[Data entries]
## Start

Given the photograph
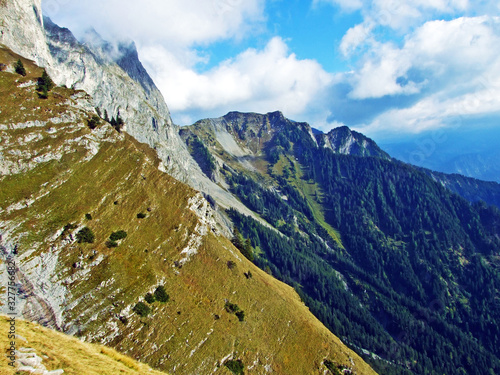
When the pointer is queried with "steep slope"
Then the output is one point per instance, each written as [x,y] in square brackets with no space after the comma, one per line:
[472,189]
[47,352]
[116,81]
[415,266]
[345,141]
[60,177]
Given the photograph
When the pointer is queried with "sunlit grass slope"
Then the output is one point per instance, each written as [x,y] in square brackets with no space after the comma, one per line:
[102,180]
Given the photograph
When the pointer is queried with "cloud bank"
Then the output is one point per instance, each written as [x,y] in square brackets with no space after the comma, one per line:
[414,65]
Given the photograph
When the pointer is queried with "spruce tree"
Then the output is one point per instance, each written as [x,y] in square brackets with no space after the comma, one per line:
[19,68]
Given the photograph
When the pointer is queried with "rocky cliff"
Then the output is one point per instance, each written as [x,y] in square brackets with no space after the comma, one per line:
[345,141]
[66,188]
[116,81]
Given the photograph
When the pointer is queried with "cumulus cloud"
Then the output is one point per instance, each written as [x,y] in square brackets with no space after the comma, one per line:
[255,80]
[172,22]
[461,70]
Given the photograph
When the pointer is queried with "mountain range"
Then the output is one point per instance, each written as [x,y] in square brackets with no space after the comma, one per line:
[246,243]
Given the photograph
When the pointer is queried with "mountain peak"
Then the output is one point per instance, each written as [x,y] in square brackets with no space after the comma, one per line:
[344,140]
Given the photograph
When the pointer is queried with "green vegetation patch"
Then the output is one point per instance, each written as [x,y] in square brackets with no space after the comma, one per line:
[85,235]
[235,366]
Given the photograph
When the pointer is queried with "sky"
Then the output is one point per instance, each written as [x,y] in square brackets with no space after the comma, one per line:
[387,68]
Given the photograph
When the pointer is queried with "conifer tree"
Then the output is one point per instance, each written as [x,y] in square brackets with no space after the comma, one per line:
[19,68]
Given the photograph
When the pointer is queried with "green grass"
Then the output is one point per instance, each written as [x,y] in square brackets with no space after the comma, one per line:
[180,336]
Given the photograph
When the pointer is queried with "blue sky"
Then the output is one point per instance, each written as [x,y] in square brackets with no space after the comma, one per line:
[389,68]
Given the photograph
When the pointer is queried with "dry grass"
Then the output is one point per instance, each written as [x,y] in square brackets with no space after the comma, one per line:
[60,351]
[182,336]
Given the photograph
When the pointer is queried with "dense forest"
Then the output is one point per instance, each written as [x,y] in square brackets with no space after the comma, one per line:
[415,279]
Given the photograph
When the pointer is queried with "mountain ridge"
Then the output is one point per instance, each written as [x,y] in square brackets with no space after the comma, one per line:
[64,174]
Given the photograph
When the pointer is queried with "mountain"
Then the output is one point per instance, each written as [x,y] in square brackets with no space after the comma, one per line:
[111,249]
[470,151]
[117,84]
[392,261]
[48,352]
[472,189]
[343,140]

## End

[Aim]
Write out the records above once more, word for word, with no pictures.

[Task response]
Given the photograph
When the pointer is queried with "steep slope"
Then the output is one point per instance, each written as [x,y] in square brackets with no space after the comma, one per line:
[472,189]
[47,352]
[116,81]
[415,266]
[345,141]
[60,177]
Given the photograph
When the pointer is queried with "sunlit grass slope"
Then the output is one point per instance, each written as [x,y] in square brackets with no space after the comma, one per line:
[102,180]
Given the photograph
When the pointer is queried with "cloud bank"
Then the output is one point per instance, each written as [x,y] in square brackets with no space after the comma, one per line:
[414,65]
Given the photograph
When the pointer is queried with "spruce tree"
Then the output is one point per instance, each written as [x,y] in square brackets with no space after the comma, one per line:
[19,68]
Given the photograph
When the pointer is queried with "rocky cliff"
Then the output is one point per instance, each written as [x,y] in square brackets with no space after the comma, one per line:
[345,141]
[66,188]
[116,81]
Given the photograph
When the pointer is queried with "cumulus cloud"
Then the output is one point per instance, each written as [x,y] in square brackets with no space after the comma, one per line:
[255,80]
[172,22]
[461,70]
Given the photograph
When the pointer is queried with "mountain range"
Then the output is one point per instance, each written as [x,y] in square brackets with no space after the comma, one per line:
[246,243]
Given the photograph
When the pointer is queried with "mountain peak"
Then the output is one point per instance, each written as [x,y] in square brackets with no space after the comma, one per line:
[344,140]
Given the photograph
When the pointer is queried with "green vegetation patch"
Then the output is one point per instance, each written as [x,y] in square brackets with no space after the comma, one per line:
[85,235]
[235,366]
Given the photograph
When the pointer is queried with "sky"
Then the output is one point per instance, each written as [x,y] in square brackets with no space after the comma, one per line:
[387,68]
Given the photograph
When the pointer is queried with "conifer tree"
Then the output is one point per instance, each written as [x,y] in square brackets with no space after the comma, one per line:
[19,68]
Given the photograph
When the pointer is queried with "green grass"
Then the output is one point per instance, each written as [x,y] in square brackets with no space after the comma, one per line:
[180,336]
Given the photograph
When the pointer is queried with "blue sky"
Then the output is one point per instance, each written as [x,y] in square brackets with no space after the comma, one per line:
[389,68]
Given the photograph
When the pointer is queried with "dry grass"
Then the output is one point per instance, each written as [x,y] in square brackets with no space after the comma, one per line:
[60,351]
[182,336]
Given the photograph
When the pointer is queried with "dense forest"
Then the output is one point per instance, each written as [x,y] in square brackets with no space after the comma, one per line:
[415,279]
Given the photograph
When the pointer is queried with "mountain ridge"
Then the output is one point per instance, each written as [x,y] in square brackets with no space after the comma, one per line:
[64,174]
Given the photograph
When the pointer is queried with "mountain"
Then the output is one point per instance, each written as [x,y] in square brackets with no space after the comma, one per line:
[111,249]
[470,151]
[117,84]
[392,261]
[48,352]
[472,189]
[343,140]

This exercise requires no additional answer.